*PROMPT*
Show every line in the material below that contains the string "grille", copying each such line in full. Case counts when matching.

***

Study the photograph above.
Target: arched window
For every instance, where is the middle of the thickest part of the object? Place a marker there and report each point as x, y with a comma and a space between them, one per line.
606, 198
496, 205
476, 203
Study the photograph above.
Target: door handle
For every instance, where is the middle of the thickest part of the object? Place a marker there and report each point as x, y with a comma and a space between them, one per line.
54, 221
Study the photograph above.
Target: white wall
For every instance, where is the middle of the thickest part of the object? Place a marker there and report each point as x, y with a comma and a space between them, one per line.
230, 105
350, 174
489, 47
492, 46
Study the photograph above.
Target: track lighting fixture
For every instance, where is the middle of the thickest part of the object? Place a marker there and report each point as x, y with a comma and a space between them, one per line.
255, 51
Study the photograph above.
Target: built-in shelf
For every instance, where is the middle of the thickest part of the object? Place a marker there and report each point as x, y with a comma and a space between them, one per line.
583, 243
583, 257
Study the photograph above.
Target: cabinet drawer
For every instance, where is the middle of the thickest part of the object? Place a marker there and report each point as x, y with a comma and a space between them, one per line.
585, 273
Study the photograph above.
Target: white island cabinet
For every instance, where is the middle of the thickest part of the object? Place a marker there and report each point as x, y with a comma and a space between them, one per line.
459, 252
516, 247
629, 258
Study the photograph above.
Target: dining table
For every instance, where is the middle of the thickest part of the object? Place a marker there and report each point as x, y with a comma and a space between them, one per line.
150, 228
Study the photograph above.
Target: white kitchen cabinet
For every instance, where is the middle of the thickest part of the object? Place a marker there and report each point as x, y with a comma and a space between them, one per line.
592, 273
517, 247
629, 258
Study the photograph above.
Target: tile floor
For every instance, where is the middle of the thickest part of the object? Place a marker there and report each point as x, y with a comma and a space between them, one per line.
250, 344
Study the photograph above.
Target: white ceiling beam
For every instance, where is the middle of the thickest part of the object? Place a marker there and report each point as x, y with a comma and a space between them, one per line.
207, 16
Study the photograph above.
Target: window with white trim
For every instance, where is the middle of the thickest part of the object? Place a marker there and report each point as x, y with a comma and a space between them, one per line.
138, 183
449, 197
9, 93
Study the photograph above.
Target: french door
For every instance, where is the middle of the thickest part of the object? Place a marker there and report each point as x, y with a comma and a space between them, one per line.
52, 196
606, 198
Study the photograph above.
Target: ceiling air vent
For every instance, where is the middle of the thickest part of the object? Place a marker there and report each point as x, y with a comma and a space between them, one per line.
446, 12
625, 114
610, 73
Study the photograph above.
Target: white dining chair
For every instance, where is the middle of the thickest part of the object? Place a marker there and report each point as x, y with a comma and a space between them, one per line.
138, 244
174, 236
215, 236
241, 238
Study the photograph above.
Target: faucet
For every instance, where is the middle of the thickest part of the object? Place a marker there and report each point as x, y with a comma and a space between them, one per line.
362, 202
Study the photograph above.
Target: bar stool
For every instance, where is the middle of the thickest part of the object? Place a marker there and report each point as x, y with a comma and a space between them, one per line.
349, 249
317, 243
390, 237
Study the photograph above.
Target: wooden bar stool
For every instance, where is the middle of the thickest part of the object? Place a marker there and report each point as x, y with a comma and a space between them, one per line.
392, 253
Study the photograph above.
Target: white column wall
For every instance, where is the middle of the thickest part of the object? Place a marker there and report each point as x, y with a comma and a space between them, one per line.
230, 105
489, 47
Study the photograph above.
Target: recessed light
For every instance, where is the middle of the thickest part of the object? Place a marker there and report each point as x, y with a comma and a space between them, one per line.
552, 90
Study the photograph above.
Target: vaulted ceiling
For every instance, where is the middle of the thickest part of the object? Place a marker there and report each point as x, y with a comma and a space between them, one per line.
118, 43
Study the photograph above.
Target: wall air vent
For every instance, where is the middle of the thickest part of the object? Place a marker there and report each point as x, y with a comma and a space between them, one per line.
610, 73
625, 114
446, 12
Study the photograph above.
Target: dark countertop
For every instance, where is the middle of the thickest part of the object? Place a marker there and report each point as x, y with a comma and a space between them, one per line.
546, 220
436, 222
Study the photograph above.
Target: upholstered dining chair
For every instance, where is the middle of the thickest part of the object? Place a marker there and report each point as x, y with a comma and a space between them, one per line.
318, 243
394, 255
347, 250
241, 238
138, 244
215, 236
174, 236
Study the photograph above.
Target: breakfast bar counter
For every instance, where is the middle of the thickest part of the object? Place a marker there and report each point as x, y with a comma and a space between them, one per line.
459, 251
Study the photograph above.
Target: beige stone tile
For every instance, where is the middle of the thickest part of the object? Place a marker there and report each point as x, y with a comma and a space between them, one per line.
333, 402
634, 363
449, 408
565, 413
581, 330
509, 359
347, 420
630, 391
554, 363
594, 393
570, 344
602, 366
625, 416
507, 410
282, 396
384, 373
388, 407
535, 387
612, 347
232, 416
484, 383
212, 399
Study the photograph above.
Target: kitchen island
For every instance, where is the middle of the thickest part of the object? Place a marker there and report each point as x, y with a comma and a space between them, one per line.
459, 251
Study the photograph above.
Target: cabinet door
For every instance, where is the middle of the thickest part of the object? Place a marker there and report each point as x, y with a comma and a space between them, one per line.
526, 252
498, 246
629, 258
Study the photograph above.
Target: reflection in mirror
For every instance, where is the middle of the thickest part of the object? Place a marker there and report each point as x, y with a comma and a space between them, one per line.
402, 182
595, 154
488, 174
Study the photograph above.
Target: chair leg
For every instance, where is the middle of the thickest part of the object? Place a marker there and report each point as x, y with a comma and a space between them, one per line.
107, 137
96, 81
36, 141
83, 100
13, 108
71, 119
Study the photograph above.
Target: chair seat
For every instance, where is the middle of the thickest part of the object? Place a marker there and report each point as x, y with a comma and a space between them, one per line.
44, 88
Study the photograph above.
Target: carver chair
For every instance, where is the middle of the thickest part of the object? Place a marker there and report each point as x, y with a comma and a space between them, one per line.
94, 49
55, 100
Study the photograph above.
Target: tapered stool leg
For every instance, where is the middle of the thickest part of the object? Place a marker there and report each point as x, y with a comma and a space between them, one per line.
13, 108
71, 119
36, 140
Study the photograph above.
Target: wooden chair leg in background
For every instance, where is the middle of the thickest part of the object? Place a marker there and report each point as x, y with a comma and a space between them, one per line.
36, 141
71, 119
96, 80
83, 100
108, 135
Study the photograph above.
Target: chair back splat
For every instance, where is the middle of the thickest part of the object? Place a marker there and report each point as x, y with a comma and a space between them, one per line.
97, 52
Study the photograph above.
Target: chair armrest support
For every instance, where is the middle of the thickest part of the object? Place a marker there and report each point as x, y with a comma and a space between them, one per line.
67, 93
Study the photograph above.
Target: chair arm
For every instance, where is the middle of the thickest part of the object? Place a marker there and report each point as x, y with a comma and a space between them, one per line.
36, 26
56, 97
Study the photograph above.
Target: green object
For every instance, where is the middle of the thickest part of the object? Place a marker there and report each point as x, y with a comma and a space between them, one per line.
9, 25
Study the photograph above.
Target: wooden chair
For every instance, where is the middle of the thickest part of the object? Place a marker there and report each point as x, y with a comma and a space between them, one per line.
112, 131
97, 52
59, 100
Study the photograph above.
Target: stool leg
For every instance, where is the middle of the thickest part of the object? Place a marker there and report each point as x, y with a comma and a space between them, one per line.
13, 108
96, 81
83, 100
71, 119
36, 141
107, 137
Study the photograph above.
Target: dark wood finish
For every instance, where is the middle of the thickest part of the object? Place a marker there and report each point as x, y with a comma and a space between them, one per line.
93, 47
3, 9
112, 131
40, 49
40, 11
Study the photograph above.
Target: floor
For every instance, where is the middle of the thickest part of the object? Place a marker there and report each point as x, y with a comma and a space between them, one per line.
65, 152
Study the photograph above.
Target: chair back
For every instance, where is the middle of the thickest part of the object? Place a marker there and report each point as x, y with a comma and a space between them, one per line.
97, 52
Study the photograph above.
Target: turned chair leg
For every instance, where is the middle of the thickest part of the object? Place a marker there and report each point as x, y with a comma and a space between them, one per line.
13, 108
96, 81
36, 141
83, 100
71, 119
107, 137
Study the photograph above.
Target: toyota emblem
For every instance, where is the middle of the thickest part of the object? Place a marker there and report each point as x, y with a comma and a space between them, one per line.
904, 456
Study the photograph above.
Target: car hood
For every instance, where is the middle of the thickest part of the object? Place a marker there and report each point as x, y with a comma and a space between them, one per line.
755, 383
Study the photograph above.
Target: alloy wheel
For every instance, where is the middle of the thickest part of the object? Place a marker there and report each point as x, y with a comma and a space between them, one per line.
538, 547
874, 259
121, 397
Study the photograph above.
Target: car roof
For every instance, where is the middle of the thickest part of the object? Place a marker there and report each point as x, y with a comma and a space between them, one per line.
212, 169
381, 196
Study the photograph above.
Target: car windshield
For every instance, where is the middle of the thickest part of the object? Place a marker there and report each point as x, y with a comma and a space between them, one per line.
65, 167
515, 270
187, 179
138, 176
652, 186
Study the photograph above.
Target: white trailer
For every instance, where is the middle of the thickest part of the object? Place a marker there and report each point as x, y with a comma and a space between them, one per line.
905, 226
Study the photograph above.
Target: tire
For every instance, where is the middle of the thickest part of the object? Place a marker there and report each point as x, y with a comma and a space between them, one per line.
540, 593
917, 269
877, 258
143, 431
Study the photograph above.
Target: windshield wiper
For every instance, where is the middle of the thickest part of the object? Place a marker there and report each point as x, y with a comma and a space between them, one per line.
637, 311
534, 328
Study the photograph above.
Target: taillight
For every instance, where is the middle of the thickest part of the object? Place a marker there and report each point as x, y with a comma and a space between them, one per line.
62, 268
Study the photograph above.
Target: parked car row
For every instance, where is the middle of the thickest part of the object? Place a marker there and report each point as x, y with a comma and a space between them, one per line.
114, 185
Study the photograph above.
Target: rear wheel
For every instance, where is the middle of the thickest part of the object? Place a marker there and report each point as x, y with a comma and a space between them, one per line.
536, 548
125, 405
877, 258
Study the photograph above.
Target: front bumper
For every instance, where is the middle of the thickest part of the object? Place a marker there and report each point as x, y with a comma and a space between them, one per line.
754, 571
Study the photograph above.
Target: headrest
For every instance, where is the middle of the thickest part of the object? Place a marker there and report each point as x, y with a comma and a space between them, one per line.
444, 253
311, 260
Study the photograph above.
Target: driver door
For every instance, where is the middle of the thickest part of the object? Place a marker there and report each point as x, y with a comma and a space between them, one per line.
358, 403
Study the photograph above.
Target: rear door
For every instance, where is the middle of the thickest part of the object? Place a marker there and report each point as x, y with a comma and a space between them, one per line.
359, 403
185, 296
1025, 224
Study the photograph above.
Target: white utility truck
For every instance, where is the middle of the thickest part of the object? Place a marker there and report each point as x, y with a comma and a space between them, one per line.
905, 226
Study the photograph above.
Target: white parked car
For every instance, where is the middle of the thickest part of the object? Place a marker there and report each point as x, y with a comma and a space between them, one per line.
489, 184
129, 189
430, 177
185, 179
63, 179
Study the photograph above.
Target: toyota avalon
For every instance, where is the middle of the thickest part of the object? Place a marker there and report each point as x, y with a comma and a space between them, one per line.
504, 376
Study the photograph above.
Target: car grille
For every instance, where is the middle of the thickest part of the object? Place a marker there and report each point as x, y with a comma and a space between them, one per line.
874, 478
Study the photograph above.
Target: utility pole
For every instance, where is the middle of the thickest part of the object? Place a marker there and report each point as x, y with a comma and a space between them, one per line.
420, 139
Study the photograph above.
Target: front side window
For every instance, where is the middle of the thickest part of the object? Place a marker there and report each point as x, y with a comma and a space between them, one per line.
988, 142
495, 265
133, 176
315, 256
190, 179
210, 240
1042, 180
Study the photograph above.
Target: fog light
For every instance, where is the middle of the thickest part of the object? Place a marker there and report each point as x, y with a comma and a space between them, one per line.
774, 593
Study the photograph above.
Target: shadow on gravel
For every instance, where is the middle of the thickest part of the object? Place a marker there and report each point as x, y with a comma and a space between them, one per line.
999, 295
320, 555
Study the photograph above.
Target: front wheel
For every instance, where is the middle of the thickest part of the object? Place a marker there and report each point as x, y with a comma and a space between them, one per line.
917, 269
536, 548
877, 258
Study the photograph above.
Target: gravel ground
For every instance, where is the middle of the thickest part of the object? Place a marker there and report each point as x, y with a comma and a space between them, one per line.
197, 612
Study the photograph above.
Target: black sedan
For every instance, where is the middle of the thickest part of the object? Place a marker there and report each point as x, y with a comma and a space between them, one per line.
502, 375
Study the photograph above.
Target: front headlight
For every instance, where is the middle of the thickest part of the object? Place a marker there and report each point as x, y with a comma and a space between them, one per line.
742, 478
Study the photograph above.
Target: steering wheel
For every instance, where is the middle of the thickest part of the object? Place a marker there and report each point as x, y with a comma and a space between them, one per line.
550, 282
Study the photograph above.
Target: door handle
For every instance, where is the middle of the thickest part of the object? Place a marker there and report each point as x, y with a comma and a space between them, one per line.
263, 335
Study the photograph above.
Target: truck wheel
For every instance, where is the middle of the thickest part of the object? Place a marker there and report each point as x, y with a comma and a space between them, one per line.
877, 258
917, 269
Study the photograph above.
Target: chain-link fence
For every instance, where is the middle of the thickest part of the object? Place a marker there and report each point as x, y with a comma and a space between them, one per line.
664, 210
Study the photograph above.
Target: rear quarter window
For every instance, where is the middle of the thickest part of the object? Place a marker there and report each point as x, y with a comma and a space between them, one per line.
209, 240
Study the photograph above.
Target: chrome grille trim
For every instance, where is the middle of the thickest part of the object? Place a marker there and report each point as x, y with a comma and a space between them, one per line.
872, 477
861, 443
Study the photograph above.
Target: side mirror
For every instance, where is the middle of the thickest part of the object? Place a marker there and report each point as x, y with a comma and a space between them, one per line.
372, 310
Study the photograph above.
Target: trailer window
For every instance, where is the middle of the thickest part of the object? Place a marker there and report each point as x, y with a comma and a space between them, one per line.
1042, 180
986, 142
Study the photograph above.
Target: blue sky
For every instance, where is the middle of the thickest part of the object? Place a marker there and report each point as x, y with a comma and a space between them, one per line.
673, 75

***

*FINAL RESULT*
Target: car grille
Target: chrome grille trim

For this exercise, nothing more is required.